◆ Text ◆
'''

# Battlefield 3 online and India servers??



## HimanshuVikal (Nov 16, 2012)

Is my MTNL 512kbps broadband enough to play Battlefield 3 online?? I know its not possible to play any game on international servers with low ping. But are there any good Indian servers for battlefield 3 and can I get low ping on them with my broadband?


----------



## thetechfreak (Nov 23, 2012)

No BF3 servers are present in India.


----------



## sync_nine (Nov 24, 2012)

Yes, i have the same internet connection in Delhi and i get under 100 ping on Singapore and Hong Kong based servers. 
Completely playable. No lag issues.
Indian servers are on and off....They were there at launch of the game, were active for 2-3 months, then disappeared. 
Appeared again around June-July and then disappeared again.
Looks like game server hosts don't make enough money to host servers in India.


----------



## iittopper (Nov 24, 2012)

'''

◆ Tasks to carry out ◆
1. In the Battlefield 3 thread, what ping does sync_nine get on Singapore and Hong Kong servers?
2. Continue the forum thread about Battlefield 3 servers in India from the point where it stops.

◆ Available data ◆
'''

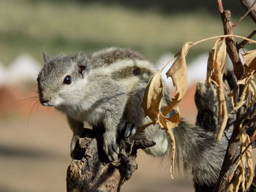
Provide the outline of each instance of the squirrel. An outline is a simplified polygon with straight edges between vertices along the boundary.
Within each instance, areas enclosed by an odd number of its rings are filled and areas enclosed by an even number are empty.
[[[103,150],[110,161],[117,161],[116,138],[124,137],[148,121],[140,107],[146,87],[157,72],[154,64],[138,53],[119,47],[103,49],[86,55],[60,55],[50,59],[43,53],[44,66],[37,77],[39,101],[67,115],[73,132],[71,150],[83,137],[83,122],[103,125]],[[169,101],[165,94],[165,103]],[[127,123],[128,122],[128,123]],[[126,124],[125,126],[124,126]],[[154,157],[170,153],[169,137],[158,125],[145,130],[156,142],[145,150]],[[191,170],[194,181],[214,185],[220,172],[227,141],[217,141],[214,133],[181,120],[173,129],[176,143],[176,162]]]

'''

◆ Final answers ◆
1. Under 100.

2.
HimanshuVikal said:


> Is my MTNL 512kbps broadband enough to play Battlefield 3 online?? I know its not possible to play any game on international servers with low ping. But are there any good Indian servers for battlefield 3 and can I get low ping on them with my broadband?



You know Mtnl has one thing that is unique to it . They give the best pings AFAIK . You can join many servers of europe , usa , asian countries with decent pings . Dont worry to much , just enjoy the multiplayer


----------



## HimanshuVikal (Dec 1, 2012)

Thanks all for the input.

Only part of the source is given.